Return exactly the final stretch of the records below, opening with the line that contains "of the tree" and closing with the last line.
[INPUT DATA Boundary: Start]
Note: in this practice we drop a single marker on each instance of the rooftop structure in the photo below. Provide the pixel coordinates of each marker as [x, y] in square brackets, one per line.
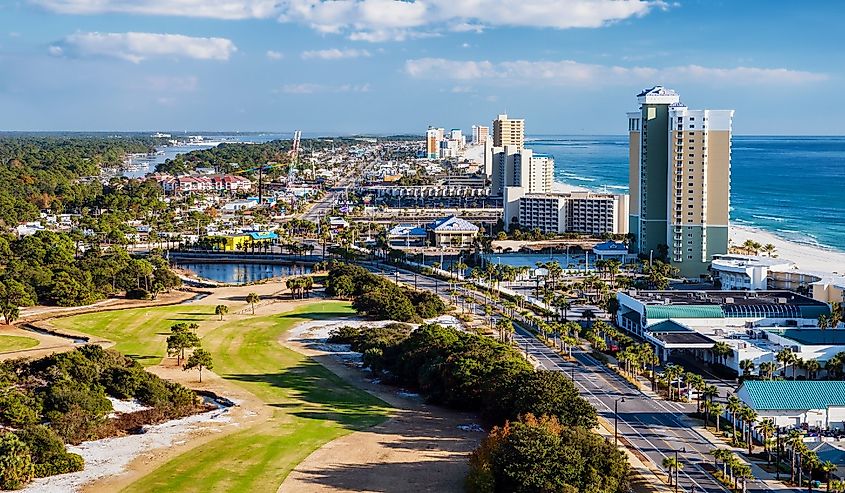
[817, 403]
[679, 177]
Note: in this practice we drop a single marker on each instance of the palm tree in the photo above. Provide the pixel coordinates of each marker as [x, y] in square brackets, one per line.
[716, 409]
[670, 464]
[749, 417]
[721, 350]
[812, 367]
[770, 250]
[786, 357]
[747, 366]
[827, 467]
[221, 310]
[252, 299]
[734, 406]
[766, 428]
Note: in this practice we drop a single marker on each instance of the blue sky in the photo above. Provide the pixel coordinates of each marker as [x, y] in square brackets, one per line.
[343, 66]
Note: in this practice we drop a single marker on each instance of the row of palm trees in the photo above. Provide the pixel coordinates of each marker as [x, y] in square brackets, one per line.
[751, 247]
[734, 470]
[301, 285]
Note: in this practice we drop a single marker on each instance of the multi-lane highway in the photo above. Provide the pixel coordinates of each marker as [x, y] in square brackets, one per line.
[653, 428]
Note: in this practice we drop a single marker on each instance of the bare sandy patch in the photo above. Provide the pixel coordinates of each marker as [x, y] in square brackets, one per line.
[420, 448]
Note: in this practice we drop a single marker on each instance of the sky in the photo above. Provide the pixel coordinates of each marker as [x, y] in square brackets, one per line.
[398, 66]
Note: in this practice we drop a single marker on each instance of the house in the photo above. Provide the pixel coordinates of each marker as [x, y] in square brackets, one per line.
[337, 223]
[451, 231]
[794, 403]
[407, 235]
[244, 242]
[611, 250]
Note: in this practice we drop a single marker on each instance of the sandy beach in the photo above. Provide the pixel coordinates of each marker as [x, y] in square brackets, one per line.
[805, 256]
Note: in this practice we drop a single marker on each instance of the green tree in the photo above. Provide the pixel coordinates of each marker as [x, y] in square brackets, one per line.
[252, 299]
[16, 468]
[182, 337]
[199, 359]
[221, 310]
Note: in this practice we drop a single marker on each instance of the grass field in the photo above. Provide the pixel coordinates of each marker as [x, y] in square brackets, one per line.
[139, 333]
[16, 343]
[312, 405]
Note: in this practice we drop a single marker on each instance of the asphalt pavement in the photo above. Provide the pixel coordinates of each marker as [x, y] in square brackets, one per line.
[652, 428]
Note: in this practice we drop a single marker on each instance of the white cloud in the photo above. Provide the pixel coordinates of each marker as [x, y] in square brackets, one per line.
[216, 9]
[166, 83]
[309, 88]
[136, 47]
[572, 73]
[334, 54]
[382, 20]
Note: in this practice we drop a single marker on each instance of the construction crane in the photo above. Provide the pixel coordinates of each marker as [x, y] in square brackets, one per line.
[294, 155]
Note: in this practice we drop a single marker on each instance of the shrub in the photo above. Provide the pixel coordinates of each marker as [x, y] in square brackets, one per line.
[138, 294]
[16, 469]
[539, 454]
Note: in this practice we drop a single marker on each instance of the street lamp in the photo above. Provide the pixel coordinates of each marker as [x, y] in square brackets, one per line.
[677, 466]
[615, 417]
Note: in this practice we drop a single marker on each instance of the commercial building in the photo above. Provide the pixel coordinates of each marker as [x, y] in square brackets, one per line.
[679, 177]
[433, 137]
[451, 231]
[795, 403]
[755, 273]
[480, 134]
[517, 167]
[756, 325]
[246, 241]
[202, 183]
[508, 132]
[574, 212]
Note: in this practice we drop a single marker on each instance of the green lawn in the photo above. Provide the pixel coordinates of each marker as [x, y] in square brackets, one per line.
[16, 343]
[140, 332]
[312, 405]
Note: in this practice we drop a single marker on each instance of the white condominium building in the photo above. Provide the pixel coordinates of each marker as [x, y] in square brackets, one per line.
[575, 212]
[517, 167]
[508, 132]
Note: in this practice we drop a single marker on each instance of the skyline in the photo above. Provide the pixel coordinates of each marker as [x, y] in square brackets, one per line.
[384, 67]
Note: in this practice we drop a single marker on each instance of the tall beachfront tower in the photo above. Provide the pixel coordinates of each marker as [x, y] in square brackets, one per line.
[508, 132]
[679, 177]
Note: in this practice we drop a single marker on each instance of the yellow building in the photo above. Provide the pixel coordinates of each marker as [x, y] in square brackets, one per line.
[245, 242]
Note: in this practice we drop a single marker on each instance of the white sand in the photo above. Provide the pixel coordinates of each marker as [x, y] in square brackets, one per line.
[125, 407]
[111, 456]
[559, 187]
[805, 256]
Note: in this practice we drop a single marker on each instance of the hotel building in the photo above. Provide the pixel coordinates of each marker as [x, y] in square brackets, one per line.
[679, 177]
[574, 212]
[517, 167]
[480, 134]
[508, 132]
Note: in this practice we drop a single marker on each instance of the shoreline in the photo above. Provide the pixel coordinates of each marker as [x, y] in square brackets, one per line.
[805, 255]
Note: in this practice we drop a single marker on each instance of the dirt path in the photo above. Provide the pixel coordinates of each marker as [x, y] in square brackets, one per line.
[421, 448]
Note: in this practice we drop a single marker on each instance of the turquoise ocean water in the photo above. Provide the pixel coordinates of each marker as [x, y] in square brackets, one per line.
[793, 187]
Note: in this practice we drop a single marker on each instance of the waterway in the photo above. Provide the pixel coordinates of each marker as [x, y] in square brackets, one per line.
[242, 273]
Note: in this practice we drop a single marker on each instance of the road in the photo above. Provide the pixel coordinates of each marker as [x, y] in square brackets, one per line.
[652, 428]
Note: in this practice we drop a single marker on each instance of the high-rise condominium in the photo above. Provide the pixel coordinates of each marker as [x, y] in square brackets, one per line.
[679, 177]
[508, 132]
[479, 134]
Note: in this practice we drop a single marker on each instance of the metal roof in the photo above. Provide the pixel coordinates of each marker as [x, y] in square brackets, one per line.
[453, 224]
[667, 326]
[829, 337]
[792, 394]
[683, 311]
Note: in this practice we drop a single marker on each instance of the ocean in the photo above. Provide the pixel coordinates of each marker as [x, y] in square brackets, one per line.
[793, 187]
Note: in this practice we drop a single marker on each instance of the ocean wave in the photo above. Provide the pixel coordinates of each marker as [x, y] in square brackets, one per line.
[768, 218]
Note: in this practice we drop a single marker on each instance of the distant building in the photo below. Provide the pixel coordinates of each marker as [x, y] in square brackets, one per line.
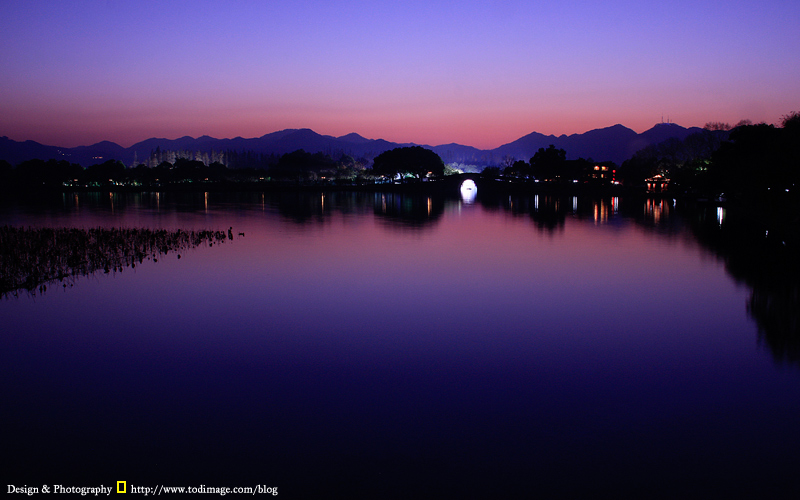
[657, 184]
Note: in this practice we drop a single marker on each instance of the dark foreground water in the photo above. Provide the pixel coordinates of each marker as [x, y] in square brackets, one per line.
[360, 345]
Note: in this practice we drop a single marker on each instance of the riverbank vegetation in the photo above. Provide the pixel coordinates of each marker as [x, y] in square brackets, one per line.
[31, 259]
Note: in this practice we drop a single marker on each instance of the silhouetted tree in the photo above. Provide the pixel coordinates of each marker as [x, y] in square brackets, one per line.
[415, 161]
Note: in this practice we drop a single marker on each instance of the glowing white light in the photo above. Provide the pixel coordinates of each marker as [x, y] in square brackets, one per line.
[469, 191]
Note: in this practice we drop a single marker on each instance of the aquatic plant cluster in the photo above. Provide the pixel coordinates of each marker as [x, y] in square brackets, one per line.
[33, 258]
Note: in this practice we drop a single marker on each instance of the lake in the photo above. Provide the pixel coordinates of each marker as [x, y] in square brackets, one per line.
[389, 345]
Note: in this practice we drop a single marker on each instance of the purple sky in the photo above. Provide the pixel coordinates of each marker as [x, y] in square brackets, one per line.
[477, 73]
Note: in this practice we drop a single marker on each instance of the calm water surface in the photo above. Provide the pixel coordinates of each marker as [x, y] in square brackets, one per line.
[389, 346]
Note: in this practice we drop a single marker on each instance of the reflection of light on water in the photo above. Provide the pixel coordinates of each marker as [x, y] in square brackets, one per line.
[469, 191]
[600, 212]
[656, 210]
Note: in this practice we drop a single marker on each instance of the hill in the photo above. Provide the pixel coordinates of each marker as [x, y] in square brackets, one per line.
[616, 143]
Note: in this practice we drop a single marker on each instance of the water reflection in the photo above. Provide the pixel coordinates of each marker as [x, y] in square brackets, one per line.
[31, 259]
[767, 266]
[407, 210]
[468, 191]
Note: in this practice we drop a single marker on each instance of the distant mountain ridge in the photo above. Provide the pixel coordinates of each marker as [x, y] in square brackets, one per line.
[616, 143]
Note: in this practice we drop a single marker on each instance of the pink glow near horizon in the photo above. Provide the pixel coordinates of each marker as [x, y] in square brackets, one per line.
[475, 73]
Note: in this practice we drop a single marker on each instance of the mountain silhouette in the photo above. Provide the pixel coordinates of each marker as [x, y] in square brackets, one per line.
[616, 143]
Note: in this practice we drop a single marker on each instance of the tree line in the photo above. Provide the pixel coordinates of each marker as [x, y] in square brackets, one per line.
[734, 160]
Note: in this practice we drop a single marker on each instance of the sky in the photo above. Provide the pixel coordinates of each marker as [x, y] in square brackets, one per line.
[INPUT DATA Boundary: End]
= ANSWER BOX =
Note: in this practice we drop a single marker on each instance of the tree line in the photo above. Provide the pixel coordinates of each marker as [x, y] in square brackets, one per line.
[734, 160]
Note: in this practice we drop a single marker on each instance of the sky in the photo above. Provide the pixel coordinates of each marker as [x, y] in square brackets, one per line.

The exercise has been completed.